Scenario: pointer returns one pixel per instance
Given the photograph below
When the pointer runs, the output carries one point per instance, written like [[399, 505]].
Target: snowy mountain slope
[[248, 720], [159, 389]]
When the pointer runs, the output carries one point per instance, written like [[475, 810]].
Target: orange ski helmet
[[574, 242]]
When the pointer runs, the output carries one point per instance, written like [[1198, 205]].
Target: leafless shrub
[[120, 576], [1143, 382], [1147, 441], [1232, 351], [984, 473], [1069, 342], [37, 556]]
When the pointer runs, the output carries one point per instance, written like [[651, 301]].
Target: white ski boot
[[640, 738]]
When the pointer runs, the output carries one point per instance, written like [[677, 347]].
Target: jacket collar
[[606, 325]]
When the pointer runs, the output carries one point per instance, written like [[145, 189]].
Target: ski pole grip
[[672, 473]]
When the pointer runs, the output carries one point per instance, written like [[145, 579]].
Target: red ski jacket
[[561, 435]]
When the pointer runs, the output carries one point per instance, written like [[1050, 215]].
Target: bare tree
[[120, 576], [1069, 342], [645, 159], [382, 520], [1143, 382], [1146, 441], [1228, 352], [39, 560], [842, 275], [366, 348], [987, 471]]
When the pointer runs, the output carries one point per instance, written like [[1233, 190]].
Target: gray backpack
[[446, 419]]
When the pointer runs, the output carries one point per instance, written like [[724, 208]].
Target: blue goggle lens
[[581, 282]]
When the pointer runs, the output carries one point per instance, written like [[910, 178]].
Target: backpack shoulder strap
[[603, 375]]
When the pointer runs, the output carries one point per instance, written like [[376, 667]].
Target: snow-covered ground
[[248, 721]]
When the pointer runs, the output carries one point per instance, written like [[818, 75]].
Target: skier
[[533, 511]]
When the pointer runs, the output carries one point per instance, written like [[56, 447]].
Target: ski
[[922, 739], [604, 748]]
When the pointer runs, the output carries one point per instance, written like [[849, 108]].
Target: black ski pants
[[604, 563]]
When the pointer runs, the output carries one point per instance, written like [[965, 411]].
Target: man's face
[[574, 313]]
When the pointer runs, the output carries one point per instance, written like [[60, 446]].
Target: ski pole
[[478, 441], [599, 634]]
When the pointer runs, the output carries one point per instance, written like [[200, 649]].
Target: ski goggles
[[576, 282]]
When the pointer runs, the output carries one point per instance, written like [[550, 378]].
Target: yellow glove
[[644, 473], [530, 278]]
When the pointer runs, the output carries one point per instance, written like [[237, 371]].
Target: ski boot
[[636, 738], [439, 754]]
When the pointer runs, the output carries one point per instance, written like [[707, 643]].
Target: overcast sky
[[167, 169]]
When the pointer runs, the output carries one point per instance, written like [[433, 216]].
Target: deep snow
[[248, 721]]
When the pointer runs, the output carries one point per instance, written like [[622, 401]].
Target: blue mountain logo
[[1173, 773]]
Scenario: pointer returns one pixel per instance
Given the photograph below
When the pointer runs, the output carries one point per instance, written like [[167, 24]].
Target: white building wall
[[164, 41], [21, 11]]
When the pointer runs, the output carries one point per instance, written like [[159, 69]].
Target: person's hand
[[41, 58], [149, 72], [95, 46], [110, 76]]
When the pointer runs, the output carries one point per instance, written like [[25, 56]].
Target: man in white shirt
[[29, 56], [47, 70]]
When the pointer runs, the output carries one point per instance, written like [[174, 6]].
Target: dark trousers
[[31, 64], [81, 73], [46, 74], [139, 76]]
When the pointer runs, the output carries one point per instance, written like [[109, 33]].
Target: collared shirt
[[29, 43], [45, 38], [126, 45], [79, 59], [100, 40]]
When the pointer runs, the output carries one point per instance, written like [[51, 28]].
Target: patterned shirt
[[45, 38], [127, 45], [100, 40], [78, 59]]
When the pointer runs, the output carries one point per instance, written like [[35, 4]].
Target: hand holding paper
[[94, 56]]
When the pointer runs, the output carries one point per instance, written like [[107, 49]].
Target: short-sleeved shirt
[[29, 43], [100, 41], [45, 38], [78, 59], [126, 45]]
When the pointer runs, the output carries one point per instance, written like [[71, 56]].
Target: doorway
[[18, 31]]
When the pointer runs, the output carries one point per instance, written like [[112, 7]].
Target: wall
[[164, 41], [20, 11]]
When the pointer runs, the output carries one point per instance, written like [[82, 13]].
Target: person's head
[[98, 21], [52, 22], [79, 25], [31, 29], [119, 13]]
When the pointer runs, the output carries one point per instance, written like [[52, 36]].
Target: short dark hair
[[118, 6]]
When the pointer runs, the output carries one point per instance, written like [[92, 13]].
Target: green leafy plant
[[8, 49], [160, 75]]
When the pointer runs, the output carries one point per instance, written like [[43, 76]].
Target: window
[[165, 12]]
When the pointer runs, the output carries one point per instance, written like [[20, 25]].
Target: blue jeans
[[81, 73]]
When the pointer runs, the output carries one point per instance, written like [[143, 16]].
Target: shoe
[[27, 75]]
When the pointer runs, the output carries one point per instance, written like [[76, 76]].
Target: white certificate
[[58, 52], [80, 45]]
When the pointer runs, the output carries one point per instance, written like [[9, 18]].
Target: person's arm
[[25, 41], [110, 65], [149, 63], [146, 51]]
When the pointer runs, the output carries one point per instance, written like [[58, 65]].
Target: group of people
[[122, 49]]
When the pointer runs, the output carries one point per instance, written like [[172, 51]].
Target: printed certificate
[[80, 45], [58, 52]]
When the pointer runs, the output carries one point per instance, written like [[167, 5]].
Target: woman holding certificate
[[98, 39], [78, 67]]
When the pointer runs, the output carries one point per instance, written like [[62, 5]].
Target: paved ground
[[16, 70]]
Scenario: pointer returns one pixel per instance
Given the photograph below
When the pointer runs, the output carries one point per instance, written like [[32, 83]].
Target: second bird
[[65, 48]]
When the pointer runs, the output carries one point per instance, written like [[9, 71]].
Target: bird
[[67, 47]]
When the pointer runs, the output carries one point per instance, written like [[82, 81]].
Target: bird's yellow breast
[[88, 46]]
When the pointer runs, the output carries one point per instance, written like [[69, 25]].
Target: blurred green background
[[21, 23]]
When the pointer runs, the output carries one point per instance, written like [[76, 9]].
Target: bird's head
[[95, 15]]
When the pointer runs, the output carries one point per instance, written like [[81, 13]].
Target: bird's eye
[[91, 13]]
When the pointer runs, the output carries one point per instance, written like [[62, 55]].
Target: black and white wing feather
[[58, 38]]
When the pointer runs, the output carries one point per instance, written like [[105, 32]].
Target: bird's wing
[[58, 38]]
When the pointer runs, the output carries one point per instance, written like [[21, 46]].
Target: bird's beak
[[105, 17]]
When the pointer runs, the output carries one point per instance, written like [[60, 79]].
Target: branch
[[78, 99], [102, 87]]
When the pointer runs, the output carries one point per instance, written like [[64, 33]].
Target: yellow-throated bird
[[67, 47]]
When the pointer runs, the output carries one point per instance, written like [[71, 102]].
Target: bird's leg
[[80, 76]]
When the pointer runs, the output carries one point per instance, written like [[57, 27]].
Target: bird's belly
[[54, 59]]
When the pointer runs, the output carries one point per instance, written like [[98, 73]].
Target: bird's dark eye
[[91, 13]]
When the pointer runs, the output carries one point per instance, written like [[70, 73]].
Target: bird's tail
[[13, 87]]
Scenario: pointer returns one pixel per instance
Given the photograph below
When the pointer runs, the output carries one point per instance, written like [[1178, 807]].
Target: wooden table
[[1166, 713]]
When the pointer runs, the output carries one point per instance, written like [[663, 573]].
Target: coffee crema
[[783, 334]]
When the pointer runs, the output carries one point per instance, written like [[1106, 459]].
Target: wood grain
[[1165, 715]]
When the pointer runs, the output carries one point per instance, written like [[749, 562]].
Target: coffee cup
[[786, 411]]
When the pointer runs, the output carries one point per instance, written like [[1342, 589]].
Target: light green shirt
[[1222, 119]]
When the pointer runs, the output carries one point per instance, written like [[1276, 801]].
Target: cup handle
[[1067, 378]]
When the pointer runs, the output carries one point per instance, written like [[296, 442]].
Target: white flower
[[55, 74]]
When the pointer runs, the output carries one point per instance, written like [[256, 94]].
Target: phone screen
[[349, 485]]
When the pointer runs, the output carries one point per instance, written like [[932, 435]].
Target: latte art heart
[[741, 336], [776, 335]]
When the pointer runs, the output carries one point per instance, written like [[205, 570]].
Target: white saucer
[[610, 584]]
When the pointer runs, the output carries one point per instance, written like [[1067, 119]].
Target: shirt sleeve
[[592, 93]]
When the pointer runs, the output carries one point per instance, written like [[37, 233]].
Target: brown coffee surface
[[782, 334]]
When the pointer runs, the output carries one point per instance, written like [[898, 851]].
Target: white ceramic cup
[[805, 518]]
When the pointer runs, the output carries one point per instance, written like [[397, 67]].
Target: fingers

=-=-=-=-=

### Problem requirements
Transcribe, exactly and without additions, the lines of the records above, beginning with the line that contains "like [[112, 7]]." and ending with the line that contains "like [[52, 36]].", both included.

### Exercise result
When the pointer runs, the output carries one point per instance, written like [[112, 7]].
Target: wall
[[164, 41], [20, 11]]
When the pointer runs, the output carries one point per instance, written like [[82, 13]].
Target: person's head
[[98, 21], [52, 22], [79, 25], [31, 29], [119, 13]]
When the pointer runs, the output carries one point per instance, written like [[52, 36]].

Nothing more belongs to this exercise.